■ Exercise prompt:
Pick out every line in the entries below that contains the string "item" and copy each one in full. Case counts.

■ Listing:
-----

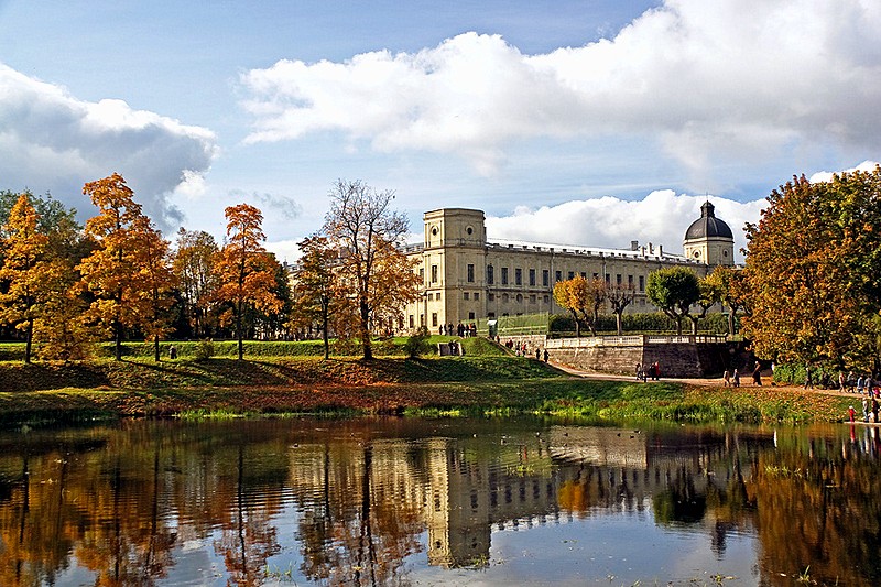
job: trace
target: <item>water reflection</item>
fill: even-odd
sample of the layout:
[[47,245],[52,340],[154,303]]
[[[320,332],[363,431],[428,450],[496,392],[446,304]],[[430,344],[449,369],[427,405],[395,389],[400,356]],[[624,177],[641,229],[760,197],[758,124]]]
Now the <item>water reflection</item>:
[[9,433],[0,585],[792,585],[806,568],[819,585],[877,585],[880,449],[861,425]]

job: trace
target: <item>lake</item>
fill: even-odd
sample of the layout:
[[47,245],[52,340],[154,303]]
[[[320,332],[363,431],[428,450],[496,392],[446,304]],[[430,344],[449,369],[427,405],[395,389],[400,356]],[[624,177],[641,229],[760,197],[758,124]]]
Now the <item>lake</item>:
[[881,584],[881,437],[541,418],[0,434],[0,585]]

-----

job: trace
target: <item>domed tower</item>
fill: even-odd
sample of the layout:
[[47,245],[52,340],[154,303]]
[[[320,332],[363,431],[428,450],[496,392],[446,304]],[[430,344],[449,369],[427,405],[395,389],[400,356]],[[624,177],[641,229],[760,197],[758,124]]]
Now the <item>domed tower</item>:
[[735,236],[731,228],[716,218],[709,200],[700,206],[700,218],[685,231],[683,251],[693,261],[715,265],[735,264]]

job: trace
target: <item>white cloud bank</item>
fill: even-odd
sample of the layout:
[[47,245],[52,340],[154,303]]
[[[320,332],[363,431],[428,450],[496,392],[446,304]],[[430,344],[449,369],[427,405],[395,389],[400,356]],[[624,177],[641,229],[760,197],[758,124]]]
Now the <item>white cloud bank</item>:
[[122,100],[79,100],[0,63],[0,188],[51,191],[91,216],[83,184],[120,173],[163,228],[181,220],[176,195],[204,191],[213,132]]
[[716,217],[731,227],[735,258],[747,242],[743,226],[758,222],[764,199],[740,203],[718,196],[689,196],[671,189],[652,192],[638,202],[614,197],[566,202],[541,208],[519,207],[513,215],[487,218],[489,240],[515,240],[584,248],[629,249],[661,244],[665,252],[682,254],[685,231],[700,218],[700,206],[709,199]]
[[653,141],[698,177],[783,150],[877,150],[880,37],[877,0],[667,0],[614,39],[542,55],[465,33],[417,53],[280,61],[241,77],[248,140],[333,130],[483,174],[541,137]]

-----

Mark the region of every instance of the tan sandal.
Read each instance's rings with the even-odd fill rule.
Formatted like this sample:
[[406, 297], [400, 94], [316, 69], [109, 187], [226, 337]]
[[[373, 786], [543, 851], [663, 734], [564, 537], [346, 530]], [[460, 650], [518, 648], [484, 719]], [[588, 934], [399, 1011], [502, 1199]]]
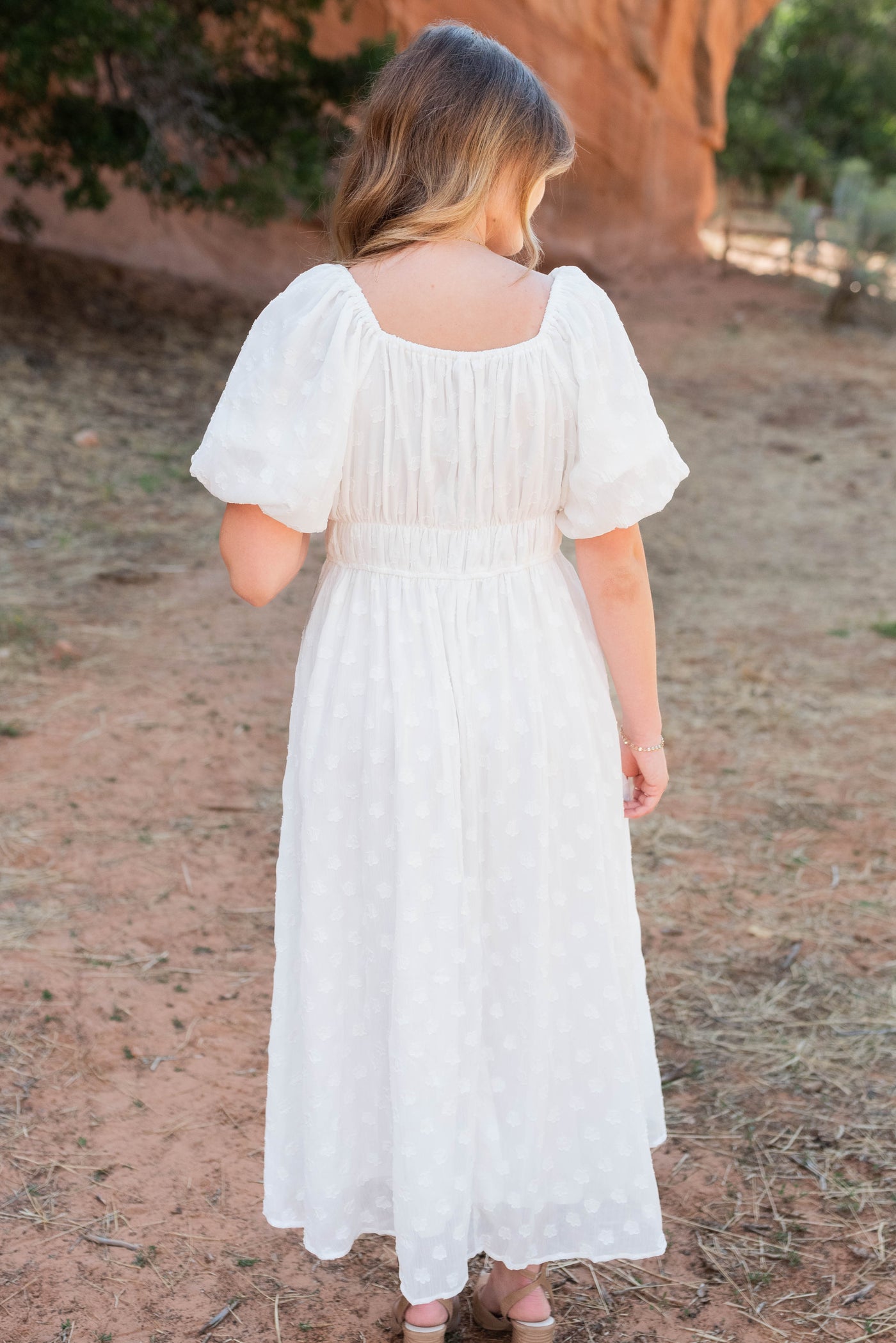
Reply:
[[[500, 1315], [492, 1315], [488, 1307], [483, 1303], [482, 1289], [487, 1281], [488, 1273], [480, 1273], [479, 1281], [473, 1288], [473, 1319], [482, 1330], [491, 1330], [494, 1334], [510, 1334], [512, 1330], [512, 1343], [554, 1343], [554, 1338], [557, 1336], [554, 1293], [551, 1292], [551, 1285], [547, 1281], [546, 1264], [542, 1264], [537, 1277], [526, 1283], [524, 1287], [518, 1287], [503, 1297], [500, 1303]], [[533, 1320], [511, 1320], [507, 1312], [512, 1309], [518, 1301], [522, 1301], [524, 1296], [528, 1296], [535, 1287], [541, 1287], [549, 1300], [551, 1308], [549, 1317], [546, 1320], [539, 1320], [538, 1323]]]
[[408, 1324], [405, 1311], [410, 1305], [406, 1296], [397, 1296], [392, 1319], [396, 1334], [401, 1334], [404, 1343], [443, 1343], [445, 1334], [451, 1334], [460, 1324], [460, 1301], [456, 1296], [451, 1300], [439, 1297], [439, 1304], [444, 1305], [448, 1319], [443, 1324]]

-----

■ Answer below:
target: <item>water reflection</item>
Now the <item>water reflection</item>:
target: <item>lake</item>
Now the <item>lake</item>:
target: <item>domed tower</item>
Now the <item>domed tower</item>:
target: <item>white cloud bank</item>
Now the <item>white cloud bank</item>:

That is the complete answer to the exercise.